**Objectives**
A) From the post on teaching with the Graded Direct Method, list every name or term, other than the pronoun "I", that begins with a capital letter at a point other than the start of a sentence.
B) Output the part of the post on teaching with the Graded Direct Method between "Coding Racket during" and "they are unrecognizable...", inclusive.
# Extract start
Coding Racket during the rainy afternoon has me on the way to working well with student comments. I don't have consent to share the actual comments yet but some of the unsolicited comments about participation and understandability were encouraging. I translated and edited the comments from Japanese so that they are unrecognizable...

The comments were about the first class of a semester, when we do two simple lessons to get a feel for the habits and patterns of a GDM(Graded Direct Method) class.
- https://wordsmith.social/bs2gdmteacher/s1-c1-l1
- https://wordsmith.social/bs2gdmteacher/s1-c1-l2

After a few years, maybe I'll be able to make a web app, where people can upload a series of pictures and sentences (Sentence Situations, Sen-Sits) and have worksheets and webpages generated for their own use and for sharing in the manner for Free Softwared. I.A. Richards, in the 50s, had hoped that the intellectual challenges of sensible sequencing, creating programs that permit exploratory learning, would be attractive enough to lure smart people away from the advertising industry. If he was writing now he'd probably think it was programmers that were the smartest people that he'd like to see in the field of sequencing development.
# Extract end
# Items start
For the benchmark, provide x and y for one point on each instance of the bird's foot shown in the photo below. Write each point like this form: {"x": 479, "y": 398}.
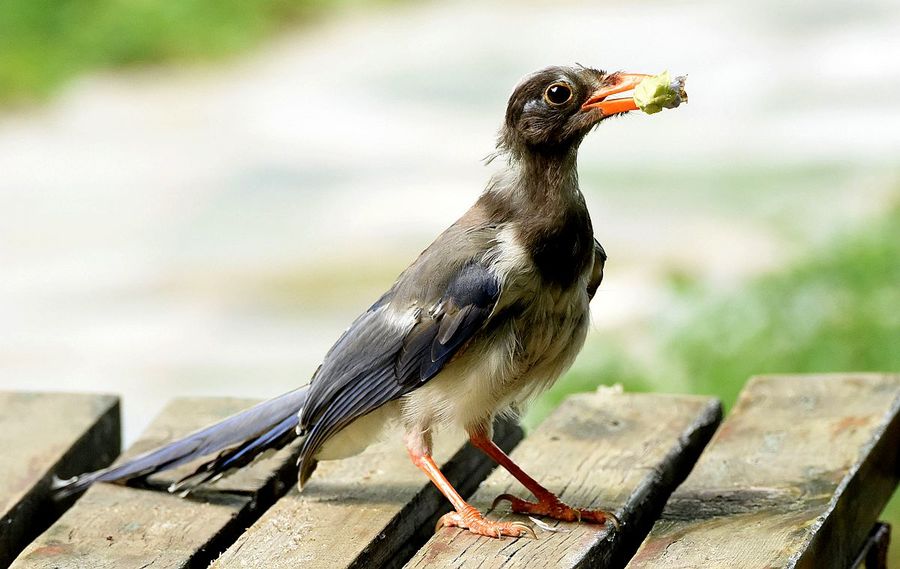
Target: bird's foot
{"x": 552, "y": 507}
{"x": 473, "y": 520}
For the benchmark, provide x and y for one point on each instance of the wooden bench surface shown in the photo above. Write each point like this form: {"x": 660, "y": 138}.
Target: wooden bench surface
{"x": 365, "y": 511}
{"x": 42, "y": 434}
{"x": 620, "y": 452}
{"x": 795, "y": 477}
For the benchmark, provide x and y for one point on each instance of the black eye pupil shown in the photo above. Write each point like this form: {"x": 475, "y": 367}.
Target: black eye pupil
{"x": 558, "y": 94}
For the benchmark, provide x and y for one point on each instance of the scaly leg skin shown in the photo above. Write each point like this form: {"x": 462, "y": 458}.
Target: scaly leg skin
{"x": 465, "y": 516}
{"x": 548, "y": 504}
{"x": 473, "y": 520}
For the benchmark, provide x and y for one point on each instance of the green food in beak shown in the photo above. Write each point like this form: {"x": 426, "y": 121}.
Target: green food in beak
{"x": 658, "y": 92}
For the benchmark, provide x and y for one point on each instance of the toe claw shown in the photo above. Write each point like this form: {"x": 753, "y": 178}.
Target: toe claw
{"x": 525, "y": 528}
{"x": 509, "y": 497}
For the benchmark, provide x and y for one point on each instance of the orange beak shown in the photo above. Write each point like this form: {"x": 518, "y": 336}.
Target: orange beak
{"x": 623, "y": 82}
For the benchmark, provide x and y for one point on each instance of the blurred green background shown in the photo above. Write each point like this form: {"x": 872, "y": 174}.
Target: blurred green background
{"x": 197, "y": 196}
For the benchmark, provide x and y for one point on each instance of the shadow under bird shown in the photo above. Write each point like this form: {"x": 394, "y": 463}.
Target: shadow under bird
{"x": 488, "y": 316}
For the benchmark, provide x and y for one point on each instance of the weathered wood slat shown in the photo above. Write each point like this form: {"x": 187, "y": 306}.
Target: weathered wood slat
{"x": 372, "y": 510}
{"x": 42, "y": 434}
{"x": 621, "y": 452}
{"x": 796, "y": 477}
{"x": 119, "y": 527}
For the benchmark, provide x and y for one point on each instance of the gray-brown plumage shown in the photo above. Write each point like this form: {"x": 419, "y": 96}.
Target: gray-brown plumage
{"x": 489, "y": 315}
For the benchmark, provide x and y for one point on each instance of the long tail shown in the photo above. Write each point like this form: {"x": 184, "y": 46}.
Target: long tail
{"x": 239, "y": 439}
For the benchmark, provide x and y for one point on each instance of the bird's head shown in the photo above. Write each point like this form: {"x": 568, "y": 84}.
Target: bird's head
{"x": 551, "y": 111}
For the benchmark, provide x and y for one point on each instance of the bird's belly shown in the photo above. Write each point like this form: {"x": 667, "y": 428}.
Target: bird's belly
{"x": 506, "y": 366}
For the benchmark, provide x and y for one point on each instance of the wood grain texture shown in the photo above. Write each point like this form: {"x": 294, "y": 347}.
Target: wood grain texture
{"x": 614, "y": 451}
{"x": 119, "y": 527}
{"x": 796, "y": 477}
{"x": 372, "y": 510}
{"x": 42, "y": 434}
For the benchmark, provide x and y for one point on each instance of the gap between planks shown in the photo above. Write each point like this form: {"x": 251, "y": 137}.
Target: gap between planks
{"x": 796, "y": 477}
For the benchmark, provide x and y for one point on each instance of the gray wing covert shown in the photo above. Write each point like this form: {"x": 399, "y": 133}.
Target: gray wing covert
{"x": 391, "y": 350}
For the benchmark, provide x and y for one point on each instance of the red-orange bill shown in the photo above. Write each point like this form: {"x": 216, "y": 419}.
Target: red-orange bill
{"x": 624, "y": 82}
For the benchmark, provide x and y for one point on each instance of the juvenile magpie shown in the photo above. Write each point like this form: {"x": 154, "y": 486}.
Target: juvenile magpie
{"x": 488, "y": 316}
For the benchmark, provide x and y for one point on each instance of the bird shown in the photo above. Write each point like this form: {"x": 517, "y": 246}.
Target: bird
{"x": 487, "y": 317}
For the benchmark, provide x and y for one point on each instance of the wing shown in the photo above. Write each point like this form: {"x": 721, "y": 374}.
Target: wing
{"x": 597, "y": 270}
{"x": 396, "y": 346}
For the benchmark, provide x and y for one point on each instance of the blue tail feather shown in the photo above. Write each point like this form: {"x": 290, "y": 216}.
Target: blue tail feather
{"x": 242, "y": 437}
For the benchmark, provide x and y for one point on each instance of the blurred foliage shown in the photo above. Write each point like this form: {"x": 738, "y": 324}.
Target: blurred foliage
{"x": 43, "y": 43}
{"x": 836, "y": 310}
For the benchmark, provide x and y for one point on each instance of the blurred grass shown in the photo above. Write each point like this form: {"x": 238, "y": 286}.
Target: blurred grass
{"x": 43, "y": 44}
{"x": 838, "y": 309}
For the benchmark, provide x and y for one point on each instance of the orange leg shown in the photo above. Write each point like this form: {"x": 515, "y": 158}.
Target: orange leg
{"x": 465, "y": 516}
{"x": 548, "y": 504}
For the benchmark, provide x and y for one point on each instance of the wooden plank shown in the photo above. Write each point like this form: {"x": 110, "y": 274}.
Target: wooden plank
{"x": 119, "y": 527}
{"x": 621, "y": 452}
{"x": 796, "y": 477}
{"x": 367, "y": 511}
{"x": 42, "y": 434}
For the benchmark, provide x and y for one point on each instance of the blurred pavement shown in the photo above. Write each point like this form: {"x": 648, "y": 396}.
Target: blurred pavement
{"x": 210, "y": 230}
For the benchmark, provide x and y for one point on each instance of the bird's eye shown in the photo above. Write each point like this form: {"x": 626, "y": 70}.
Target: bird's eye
{"x": 558, "y": 94}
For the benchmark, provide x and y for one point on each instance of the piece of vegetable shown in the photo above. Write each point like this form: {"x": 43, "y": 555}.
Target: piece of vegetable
{"x": 659, "y": 92}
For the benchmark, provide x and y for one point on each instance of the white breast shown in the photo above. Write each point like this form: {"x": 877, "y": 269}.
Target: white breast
{"x": 519, "y": 359}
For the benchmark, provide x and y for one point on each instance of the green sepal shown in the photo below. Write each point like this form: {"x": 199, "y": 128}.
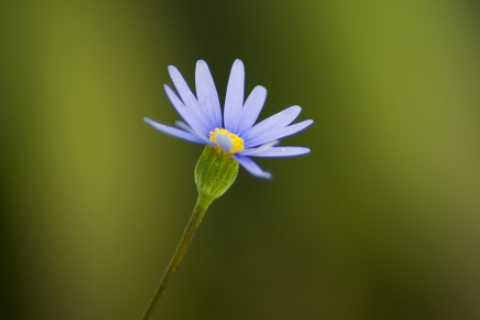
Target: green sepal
{"x": 215, "y": 173}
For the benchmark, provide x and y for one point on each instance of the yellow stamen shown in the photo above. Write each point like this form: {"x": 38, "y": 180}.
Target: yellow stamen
{"x": 237, "y": 142}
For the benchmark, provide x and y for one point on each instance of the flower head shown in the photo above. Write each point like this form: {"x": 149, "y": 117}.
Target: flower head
{"x": 235, "y": 134}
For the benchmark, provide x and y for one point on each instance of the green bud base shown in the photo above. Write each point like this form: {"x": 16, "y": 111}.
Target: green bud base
{"x": 215, "y": 173}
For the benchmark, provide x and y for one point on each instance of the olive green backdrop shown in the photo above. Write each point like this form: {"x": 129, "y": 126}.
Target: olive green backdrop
{"x": 380, "y": 221}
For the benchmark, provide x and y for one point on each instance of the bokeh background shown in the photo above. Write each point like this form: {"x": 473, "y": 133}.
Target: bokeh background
{"x": 380, "y": 221}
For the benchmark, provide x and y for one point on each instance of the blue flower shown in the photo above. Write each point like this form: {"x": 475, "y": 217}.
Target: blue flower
{"x": 236, "y": 134}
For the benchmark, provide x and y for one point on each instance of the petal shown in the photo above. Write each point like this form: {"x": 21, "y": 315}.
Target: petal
{"x": 190, "y": 117}
{"x": 279, "y": 120}
{"x": 207, "y": 95}
{"x": 254, "y": 169}
{"x": 187, "y": 96}
{"x": 251, "y": 109}
{"x": 185, "y": 127}
{"x": 278, "y": 152}
{"x": 173, "y": 131}
{"x": 277, "y": 134}
{"x": 234, "y": 98}
{"x": 252, "y": 151}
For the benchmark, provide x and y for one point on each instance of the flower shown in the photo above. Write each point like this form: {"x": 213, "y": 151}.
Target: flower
{"x": 236, "y": 134}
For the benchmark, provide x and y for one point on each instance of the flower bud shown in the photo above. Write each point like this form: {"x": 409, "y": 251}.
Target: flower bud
{"x": 215, "y": 173}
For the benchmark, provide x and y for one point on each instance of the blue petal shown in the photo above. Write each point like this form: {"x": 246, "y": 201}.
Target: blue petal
{"x": 185, "y": 127}
{"x": 251, "y": 109}
{"x": 186, "y": 113}
{"x": 264, "y": 147}
{"x": 277, "y": 134}
{"x": 277, "y": 152}
{"x": 173, "y": 131}
{"x": 189, "y": 99}
{"x": 234, "y": 98}
{"x": 249, "y": 165}
{"x": 279, "y": 120}
{"x": 207, "y": 95}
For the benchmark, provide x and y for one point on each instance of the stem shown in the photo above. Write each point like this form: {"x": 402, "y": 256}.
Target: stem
# Items end
**Solution set**
A) Racket, Japanese, GDM, Graded Direct Method, Sentence Situations, Sen-Sits, Free Softwared, Richards

B)
Coding Racket during the rainy afternoon has me on the way to working well with student comments. I don't have consent to share the actual comments yet but some of the unsolicited comments about participation and understandability were encouraging. I translated and edited the comments from Japanese so that they are unrecognizable...